• _WORK REQUEST A_:
Decide whether each statement agrees with the Serco article. Answer yes or no for each and quote the words that decide it: (i) Mr Sturgess last met Mr Baird in November; (ii) Serco put robots into a Welsh hospital; (iii) Mr Sturgess says he lobbies on behalf of Serco.
• _WORK REQUEST B_:
Print the part of the Serco article starting at "British multinational Serco" and ending at "in a month.".

British multinational Serco is constantly in the news, the company that runs all of Australia’s detention centres with little or no accountability; just the way they like it.
The mastermind behind the sacking of more than 50,000 public servants during the Greiner and Fahey Liberal governments has been quietly advising Barry O’Farrell’s team on how to streamline the public service when, as expected, the NSW Coalition takes power in a month.
Gary Sturgess now works for Serco, the multinational services company that runs Villawood detention centre and has recently replaced workers with robots in British hospitals. He has met shadow treasurer Mike Baird a number of times over the past 12 months.
Mr Sturgess engineered the dumping of 2000 teachers, 5000 school cleaners and more than 8000 rail workers within a year of Nick Greiner becoming premier in 1988.
The re-emergence of Mr Sturgess has heightened fears among the public service over what plans Mr O’Farrell might have for redundancies and the privatisation of government services. Mr O’Farrell is also being advised by Max ”the axe” Moore-Wilton, John Howard’s job-slashing department head.
Mr Sturgess confirmed he had met Mr Baird a number of times, the last time in November.
”The message I’ve been giving them is there’s an awful lot of interesting things happening in [Britain] ”¦ not just outsourcing, but some interesting private sector contracts where payment is dependent on outcome,” Mr Sturgess said from London.
”My job is to help explain how this stuff works so that government feels it can make voters and unions feel more comfortable about it.”
Mr Sturgess was referring to the debt-mired British government, which recently revealed plans to open up virtually all public services to private companies. Conservative Prime Minister David Cameron will cut about 500,000 British public servants by 2015. Serco is at the forefront of outsourcing around the world, managing everything from satellites to prisons and traffic light systems. Greens MP John Kaye memorably described Serco as like a ”living organism that has found a very rich payload of nutrients”.
In August last year, Serco put robots into a Scottish hospital to move waste, linen and clinical supplies at the expense of human workers.
”Should NSW have robots in its hospitals?” Mr Sturgess said. ”It might be good but it can’t put them into existing hospitals. Like the experience in [Britain], you have to have a government wanting the best possible way to contain disease and waste and prepared to allow the private sector to solve the problem.”
He stressed he was not lobbying on behalf of Serco Australia, rather sharing his expertise from the Serco think tank.
”Serco doesn’t have a view about what services should be put to the private sector, it’s not for us to decide should be put to the market. When government makes that decision it’s for us to tell them how we think it can be done. I’ve known a lot of the [Liberal] guys for a very long time so it would be improper for me to be lobbying on behalf of Serco and I don’t.”

• _RECORDS PROVIDED_:
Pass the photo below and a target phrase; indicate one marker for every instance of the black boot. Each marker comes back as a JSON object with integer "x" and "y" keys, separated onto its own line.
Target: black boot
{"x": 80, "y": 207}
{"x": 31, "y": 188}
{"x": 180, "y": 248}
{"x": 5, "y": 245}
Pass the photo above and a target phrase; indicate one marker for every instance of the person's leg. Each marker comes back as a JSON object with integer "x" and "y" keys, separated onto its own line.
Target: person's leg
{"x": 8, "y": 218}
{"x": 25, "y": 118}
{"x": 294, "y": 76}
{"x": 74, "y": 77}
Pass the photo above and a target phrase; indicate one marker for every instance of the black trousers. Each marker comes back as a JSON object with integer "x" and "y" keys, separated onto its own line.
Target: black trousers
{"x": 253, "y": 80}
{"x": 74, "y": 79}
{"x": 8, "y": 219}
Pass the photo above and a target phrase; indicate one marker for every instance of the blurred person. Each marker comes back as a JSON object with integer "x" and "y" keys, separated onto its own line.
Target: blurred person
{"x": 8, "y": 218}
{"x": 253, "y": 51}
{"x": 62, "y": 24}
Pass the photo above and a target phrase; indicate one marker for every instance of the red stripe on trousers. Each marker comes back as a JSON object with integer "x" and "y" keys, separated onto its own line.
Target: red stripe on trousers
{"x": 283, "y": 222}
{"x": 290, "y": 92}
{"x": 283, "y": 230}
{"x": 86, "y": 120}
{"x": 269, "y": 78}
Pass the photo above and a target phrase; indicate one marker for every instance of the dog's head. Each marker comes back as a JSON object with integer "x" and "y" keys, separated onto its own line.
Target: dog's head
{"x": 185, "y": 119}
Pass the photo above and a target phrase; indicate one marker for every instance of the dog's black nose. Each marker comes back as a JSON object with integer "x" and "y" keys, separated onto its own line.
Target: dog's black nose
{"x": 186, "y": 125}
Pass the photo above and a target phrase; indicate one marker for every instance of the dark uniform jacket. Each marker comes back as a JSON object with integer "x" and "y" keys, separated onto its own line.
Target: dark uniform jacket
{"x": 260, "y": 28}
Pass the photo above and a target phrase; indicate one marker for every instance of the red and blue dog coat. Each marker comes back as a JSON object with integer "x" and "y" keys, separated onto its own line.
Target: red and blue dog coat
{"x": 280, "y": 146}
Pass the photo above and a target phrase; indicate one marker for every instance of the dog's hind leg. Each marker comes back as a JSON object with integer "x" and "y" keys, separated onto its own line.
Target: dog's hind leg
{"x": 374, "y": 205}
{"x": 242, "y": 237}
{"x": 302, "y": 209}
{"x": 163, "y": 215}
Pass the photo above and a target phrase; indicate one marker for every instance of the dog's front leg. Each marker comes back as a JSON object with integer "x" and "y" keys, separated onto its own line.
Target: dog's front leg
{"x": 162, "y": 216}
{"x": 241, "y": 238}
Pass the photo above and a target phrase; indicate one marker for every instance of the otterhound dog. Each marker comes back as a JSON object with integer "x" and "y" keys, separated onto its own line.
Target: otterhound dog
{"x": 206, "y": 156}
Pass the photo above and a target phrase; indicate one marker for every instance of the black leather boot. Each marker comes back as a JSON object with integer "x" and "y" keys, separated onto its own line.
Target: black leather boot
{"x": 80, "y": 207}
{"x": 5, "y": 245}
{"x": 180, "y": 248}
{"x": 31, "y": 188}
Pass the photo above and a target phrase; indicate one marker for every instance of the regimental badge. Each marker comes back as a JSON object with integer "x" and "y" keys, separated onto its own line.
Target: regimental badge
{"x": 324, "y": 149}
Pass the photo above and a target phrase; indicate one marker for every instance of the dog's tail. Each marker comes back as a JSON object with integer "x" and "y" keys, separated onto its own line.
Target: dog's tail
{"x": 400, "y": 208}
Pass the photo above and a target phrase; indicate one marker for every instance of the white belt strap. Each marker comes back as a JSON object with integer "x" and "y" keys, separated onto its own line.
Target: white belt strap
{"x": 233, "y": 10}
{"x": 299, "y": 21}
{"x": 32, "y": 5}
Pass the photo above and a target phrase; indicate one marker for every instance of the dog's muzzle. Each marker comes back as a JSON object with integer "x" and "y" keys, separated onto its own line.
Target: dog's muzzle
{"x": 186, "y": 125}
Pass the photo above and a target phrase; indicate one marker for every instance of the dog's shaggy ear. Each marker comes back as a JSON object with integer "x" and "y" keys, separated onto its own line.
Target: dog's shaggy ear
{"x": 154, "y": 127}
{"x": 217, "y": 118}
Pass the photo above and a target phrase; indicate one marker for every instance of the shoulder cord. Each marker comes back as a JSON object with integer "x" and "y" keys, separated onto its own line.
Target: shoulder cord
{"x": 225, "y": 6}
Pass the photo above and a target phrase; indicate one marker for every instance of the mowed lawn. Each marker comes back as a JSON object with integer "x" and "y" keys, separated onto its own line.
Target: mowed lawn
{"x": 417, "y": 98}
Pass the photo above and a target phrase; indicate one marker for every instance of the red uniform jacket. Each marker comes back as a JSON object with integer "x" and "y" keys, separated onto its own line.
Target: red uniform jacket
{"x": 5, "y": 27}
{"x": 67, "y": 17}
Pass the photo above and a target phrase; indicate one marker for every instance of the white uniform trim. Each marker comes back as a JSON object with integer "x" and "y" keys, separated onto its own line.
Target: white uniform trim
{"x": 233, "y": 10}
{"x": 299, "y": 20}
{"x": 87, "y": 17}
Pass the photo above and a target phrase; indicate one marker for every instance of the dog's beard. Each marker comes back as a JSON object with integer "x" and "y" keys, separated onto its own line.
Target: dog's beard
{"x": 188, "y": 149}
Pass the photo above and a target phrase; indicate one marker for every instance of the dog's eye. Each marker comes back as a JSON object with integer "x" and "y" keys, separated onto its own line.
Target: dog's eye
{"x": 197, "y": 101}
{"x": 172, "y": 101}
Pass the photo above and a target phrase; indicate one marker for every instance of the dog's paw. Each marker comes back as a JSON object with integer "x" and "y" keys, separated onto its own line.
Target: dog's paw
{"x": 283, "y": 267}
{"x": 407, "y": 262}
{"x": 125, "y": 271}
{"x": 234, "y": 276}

• _EXERCISE RESPONSE A_:
(i) Yes: "the last time in November."
(ii) No: "Serco put robots into a Scottish hospital"
(iii) No: "it would be improper for me to be lobbying on behalf of Serco and I don’t."

• _EXERCISE RESPONSE B_:
British multinational Serco is constantly in the news, the company that runs all of Australia’s detention centres with little or no accountability; just the way they like it.
The mastermind behind the sacking of more than 50,000 public servants during the Greiner and Fahey Liberal governments has been quietly advising Barry O’Farrell’s team on how to streamline the public service when, as expected, the NSW Coalition takes power in a month.